[Image location labeling entries]
· · · · · · ·
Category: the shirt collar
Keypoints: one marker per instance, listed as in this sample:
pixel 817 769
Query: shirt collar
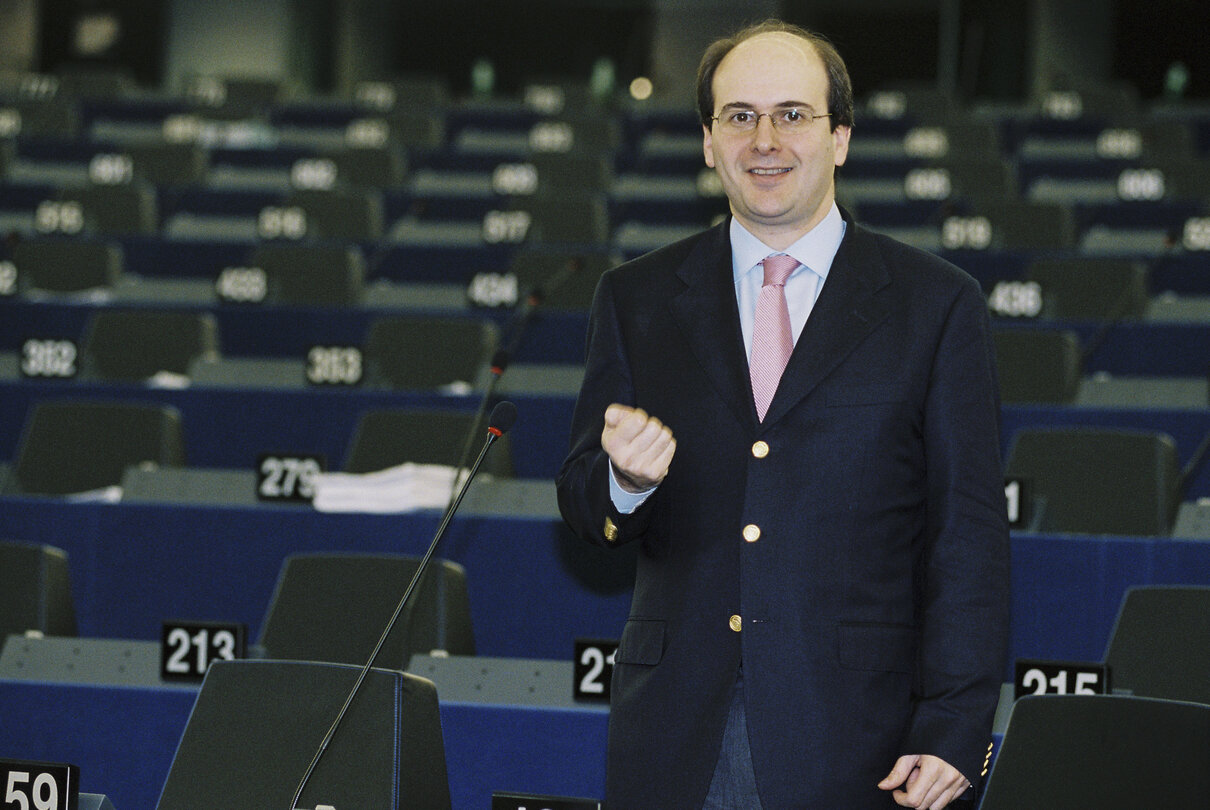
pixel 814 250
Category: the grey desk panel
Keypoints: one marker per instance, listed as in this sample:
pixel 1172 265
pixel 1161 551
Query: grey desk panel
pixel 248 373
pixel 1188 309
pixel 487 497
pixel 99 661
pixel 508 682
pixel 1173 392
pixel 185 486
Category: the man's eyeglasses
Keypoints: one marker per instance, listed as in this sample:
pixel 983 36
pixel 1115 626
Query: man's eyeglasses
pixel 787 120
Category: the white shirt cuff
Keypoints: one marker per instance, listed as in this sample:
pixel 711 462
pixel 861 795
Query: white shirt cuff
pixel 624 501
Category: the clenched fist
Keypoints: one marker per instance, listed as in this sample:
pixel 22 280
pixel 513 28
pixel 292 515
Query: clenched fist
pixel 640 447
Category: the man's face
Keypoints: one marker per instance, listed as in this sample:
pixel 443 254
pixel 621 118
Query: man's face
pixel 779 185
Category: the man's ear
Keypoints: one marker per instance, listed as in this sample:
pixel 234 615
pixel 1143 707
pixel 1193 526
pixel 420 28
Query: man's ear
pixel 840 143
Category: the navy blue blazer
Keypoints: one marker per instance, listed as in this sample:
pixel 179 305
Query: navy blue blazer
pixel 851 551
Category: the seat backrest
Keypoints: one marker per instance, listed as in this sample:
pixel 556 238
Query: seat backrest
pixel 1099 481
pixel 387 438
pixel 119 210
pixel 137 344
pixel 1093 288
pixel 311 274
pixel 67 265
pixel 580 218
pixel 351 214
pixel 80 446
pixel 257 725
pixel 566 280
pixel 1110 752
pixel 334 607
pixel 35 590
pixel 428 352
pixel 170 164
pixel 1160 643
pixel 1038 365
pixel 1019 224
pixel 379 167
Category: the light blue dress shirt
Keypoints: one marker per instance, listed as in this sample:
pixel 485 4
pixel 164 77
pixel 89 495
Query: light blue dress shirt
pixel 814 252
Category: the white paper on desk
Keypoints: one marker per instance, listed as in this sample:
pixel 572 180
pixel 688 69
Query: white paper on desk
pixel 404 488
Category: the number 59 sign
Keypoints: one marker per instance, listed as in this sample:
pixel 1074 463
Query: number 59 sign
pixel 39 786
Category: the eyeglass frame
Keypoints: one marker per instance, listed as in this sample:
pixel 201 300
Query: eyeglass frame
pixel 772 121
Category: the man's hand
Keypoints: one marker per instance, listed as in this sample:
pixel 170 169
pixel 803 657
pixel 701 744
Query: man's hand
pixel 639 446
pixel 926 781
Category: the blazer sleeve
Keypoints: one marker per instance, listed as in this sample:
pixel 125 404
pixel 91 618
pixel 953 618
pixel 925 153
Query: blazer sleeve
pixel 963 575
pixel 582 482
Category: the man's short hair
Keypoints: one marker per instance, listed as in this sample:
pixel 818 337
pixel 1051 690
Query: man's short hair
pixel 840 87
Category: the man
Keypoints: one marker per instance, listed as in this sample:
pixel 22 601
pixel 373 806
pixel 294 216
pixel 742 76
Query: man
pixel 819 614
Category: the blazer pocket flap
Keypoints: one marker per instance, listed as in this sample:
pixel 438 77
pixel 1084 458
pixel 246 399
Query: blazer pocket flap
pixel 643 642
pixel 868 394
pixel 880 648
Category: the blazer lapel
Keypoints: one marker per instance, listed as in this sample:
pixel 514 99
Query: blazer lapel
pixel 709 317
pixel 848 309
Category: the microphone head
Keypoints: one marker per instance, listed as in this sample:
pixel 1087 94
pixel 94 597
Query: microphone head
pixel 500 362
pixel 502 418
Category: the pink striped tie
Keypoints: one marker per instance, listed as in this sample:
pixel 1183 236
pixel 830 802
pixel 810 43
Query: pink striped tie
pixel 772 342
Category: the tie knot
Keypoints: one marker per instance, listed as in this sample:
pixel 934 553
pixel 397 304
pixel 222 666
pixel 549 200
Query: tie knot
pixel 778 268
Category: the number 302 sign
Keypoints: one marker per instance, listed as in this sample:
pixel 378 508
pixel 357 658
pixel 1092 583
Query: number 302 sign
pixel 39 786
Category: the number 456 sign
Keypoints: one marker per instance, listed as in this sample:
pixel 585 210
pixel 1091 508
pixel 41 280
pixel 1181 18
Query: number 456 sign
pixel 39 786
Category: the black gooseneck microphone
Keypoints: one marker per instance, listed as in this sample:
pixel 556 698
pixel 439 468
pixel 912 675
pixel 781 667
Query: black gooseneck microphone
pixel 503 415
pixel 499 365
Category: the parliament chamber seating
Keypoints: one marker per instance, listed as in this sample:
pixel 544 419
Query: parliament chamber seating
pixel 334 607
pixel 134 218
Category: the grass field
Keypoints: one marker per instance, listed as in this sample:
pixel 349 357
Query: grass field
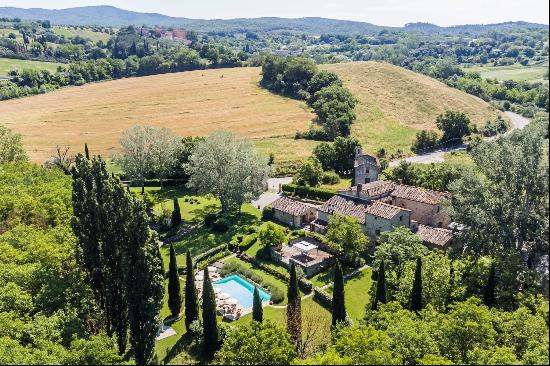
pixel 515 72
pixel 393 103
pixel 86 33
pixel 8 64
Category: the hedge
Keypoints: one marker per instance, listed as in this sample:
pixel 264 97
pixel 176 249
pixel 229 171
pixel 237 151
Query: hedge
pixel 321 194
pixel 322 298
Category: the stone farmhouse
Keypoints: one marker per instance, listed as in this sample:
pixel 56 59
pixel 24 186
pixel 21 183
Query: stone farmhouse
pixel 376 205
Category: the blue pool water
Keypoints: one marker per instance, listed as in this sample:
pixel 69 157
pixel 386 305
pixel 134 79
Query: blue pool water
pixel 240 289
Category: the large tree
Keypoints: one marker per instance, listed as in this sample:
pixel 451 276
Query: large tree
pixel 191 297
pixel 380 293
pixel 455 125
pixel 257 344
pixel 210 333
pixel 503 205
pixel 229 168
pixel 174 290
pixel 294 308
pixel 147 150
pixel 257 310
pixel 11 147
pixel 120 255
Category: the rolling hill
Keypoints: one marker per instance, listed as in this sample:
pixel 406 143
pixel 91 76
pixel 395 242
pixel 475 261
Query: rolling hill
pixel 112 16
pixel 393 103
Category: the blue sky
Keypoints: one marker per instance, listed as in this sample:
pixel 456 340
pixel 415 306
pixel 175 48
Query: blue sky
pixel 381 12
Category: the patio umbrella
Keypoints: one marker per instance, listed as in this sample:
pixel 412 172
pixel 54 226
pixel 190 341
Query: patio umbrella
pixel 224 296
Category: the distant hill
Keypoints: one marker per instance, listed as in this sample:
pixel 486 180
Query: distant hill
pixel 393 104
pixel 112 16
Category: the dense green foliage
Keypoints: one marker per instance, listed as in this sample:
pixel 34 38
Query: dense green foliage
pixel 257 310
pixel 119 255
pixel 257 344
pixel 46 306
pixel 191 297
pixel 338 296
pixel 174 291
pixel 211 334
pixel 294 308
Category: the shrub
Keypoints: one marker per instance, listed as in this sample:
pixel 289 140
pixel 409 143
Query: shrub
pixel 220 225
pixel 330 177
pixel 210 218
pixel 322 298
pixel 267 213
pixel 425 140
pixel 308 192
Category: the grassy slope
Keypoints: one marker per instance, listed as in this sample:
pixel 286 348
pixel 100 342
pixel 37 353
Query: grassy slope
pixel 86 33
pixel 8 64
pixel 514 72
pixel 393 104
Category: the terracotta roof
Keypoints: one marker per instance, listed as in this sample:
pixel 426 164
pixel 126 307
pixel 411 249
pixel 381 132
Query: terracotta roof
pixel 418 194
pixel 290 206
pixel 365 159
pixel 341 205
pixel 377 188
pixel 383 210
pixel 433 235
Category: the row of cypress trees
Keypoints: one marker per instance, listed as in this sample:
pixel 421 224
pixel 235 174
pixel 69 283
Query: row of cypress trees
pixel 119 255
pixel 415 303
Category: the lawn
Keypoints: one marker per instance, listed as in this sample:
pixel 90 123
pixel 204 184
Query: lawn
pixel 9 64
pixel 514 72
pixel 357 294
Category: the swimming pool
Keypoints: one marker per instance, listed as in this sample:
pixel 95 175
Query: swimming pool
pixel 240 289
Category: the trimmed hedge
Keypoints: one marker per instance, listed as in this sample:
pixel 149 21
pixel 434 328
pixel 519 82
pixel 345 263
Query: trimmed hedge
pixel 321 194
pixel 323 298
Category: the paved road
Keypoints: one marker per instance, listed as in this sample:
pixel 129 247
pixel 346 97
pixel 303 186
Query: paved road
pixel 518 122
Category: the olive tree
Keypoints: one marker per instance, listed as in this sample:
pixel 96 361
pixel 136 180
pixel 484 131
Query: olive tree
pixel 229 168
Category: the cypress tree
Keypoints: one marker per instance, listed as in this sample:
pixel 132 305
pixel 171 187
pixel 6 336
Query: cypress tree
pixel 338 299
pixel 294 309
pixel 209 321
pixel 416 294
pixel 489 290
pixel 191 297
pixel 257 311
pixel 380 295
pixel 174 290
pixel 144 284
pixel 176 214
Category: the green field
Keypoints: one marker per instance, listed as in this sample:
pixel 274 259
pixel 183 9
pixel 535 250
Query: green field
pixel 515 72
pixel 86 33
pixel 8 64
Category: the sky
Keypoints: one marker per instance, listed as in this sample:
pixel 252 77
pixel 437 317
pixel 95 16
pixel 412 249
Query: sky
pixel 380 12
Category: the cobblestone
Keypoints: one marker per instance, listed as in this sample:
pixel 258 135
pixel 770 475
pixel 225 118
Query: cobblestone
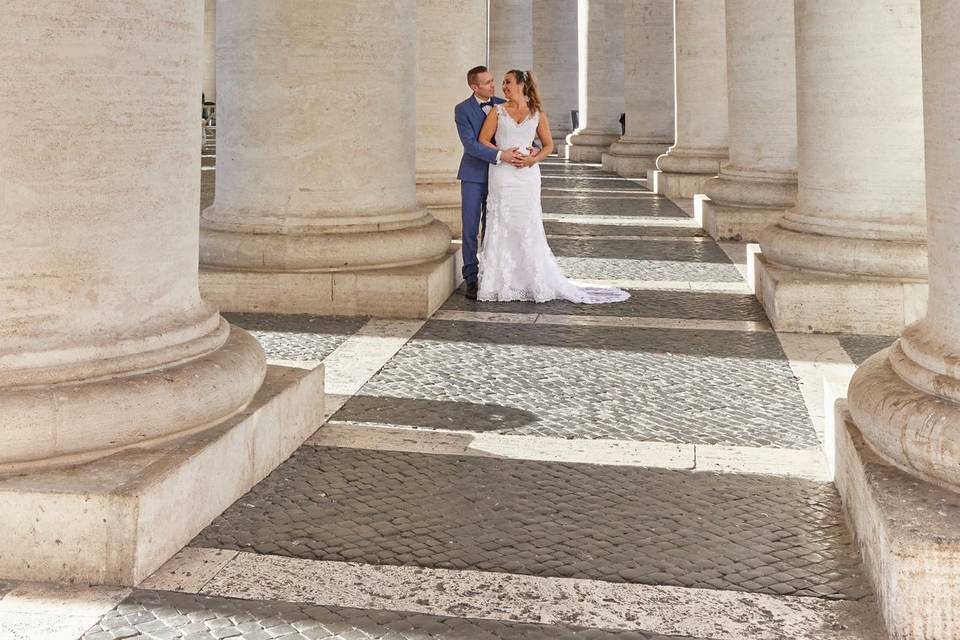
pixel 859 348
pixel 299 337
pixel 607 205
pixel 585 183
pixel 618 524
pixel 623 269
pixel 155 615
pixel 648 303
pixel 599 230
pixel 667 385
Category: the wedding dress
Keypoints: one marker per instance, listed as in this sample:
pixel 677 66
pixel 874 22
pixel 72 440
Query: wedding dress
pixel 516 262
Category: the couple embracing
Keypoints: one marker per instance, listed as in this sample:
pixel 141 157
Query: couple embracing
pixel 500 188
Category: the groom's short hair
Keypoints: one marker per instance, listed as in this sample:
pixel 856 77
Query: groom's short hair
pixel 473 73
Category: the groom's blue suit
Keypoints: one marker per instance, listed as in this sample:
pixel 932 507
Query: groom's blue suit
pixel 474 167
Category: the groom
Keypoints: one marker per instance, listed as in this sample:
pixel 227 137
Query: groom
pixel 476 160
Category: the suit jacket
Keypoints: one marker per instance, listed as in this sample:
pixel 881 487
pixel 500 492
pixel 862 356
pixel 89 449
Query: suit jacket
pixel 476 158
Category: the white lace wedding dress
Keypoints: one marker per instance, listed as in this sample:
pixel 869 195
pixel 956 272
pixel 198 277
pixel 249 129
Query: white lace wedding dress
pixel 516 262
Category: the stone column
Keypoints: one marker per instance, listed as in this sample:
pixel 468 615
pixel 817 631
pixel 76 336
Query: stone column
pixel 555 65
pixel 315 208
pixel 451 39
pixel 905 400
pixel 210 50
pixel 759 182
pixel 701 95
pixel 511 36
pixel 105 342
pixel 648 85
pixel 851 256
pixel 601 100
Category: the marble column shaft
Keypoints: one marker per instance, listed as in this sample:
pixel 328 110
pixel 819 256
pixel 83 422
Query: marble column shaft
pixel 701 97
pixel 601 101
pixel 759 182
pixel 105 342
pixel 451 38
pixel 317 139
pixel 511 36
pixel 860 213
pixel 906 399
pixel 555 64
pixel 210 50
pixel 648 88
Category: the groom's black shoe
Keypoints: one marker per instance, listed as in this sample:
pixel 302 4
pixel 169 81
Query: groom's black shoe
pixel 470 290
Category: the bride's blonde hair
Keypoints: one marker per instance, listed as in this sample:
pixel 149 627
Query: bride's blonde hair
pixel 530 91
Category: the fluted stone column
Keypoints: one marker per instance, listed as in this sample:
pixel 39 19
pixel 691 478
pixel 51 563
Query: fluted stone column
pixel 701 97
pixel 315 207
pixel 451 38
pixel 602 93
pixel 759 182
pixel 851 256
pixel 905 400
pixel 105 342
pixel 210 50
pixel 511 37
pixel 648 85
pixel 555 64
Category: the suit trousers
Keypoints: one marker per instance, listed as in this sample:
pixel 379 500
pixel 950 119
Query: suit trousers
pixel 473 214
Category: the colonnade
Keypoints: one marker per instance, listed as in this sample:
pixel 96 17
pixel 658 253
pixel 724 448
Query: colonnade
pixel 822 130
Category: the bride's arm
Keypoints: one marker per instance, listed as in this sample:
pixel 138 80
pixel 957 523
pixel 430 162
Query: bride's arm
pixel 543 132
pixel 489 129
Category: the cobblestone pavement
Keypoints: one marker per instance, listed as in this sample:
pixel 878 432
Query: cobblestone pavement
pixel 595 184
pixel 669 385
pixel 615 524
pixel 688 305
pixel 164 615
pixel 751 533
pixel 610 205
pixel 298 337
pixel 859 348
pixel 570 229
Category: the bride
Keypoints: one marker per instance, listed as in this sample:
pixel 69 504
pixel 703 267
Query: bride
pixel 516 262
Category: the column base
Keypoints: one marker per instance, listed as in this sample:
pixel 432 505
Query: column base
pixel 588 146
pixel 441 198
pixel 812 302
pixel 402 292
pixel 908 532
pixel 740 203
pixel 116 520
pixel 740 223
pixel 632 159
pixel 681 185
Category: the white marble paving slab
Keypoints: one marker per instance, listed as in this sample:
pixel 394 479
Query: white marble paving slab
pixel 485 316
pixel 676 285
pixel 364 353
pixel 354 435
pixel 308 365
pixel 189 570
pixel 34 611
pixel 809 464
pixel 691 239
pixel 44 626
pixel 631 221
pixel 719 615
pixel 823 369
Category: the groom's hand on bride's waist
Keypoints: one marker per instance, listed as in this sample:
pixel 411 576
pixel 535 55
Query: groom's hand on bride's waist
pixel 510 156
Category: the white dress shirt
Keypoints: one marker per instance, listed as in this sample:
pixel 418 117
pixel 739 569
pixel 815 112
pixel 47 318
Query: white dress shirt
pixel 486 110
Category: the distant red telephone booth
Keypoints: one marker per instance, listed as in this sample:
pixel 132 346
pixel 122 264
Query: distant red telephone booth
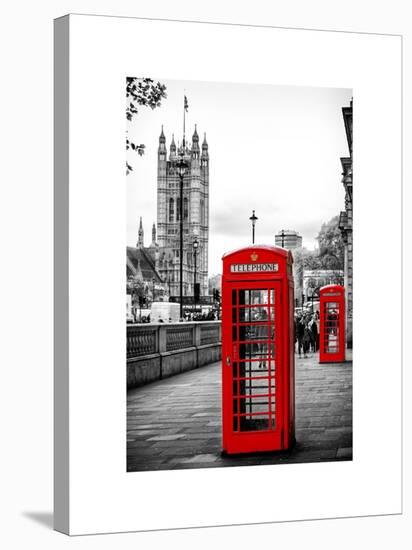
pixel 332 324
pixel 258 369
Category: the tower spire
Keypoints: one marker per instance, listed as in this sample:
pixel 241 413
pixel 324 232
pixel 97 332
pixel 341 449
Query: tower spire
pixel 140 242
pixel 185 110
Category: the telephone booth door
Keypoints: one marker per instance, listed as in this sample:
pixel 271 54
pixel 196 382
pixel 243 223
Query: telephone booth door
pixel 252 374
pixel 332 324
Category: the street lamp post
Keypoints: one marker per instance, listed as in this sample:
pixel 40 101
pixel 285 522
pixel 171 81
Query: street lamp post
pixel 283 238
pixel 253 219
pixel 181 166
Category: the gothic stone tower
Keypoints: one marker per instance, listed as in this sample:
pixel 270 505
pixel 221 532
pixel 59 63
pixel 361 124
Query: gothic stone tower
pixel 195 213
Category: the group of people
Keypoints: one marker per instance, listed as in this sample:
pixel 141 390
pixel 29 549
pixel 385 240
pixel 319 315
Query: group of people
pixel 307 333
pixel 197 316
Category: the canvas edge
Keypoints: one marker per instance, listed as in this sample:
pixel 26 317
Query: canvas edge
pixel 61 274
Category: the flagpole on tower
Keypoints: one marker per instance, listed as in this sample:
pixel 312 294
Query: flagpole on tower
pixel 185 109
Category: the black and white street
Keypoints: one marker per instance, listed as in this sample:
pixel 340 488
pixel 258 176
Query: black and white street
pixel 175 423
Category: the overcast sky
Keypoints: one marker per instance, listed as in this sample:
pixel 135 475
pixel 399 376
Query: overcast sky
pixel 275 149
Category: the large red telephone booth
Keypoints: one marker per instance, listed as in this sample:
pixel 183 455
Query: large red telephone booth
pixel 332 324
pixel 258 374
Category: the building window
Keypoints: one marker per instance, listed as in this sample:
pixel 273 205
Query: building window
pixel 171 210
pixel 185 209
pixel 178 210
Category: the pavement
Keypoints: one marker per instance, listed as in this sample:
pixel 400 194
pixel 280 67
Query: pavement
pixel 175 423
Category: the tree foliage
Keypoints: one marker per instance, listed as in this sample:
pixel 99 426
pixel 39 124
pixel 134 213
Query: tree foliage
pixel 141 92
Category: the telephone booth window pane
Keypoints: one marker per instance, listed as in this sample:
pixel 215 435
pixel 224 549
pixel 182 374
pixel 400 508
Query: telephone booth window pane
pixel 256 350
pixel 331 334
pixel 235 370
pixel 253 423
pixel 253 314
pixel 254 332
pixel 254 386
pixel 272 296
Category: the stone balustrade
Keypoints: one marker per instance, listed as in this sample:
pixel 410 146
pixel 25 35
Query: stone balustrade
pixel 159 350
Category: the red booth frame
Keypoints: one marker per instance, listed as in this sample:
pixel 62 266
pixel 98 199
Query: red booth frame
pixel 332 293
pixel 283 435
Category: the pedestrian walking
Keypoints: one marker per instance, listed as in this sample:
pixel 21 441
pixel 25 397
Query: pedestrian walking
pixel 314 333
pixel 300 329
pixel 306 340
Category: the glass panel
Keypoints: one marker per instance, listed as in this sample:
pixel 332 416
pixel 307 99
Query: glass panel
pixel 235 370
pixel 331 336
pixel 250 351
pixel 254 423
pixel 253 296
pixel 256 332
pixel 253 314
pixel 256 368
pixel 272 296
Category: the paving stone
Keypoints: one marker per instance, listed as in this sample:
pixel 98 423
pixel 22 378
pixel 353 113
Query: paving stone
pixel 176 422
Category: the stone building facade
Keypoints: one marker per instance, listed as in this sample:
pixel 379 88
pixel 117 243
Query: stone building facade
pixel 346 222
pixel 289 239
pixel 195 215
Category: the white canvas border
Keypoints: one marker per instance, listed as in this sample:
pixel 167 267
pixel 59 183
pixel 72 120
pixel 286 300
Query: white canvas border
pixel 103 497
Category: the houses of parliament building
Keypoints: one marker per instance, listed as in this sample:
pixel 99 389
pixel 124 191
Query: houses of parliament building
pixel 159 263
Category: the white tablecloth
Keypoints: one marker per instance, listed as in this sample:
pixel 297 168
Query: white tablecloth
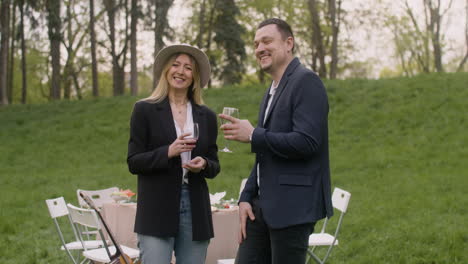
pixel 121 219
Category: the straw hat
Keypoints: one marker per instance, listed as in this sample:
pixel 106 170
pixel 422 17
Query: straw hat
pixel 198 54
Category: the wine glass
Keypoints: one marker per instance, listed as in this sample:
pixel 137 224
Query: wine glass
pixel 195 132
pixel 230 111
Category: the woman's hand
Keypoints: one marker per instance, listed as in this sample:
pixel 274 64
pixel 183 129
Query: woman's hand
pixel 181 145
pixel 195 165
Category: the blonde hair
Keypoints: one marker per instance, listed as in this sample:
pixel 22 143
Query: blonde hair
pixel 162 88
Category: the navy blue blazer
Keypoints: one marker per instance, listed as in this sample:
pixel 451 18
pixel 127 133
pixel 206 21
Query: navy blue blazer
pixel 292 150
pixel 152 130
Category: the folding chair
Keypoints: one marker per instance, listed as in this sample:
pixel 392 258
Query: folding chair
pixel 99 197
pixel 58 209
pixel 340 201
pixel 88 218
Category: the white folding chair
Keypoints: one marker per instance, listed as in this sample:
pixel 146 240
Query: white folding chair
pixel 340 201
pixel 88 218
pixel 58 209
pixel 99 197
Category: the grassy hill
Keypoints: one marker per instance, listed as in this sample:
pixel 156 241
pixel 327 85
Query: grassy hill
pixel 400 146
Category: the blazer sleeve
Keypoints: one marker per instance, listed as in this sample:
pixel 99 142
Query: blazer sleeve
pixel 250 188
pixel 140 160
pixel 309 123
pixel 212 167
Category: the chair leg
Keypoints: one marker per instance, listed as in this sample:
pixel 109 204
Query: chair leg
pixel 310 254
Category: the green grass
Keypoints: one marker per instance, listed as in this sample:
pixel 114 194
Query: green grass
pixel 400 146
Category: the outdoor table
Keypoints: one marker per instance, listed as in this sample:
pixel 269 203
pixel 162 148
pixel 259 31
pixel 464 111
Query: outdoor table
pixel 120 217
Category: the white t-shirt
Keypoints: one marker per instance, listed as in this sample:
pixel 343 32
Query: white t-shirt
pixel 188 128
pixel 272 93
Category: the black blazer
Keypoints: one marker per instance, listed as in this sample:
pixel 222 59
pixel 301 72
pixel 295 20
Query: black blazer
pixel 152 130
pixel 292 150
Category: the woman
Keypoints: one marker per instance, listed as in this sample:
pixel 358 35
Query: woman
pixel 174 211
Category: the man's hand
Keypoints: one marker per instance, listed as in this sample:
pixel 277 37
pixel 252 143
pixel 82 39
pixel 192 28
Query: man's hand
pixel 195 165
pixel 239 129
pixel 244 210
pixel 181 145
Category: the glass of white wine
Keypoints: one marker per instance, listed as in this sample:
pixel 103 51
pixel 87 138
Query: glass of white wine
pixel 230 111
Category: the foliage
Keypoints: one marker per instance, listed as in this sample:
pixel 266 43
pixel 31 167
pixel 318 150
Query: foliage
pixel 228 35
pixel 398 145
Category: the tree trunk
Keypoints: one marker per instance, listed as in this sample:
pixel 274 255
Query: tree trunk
· · · · · · ·
* **WRITTEN TASK**: Give back exactly the lines running from the line containing "Category: the glass of white wine" through the end of the material above, both included, and nothing beyond them.

* **SOLUTION FOR THIS TASK**:
Category: the glass of white wine
Keypoints: one marker per instance, listed as in this sample:
pixel 103 51
pixel 87 138
Query: glass of white wine
pixel 230 111
Category: the foliage
Keypoints: one marker per instance, listed as in this sample:
pixel 266 43
pixel 31 167
pixel 318 150
Query: foliage
pixel 228 35
pixel 398 145
Category: the tree trunk
Keypoints: one marker per instance, listed as in this sample:
pixel 274 255
Query: tree trunk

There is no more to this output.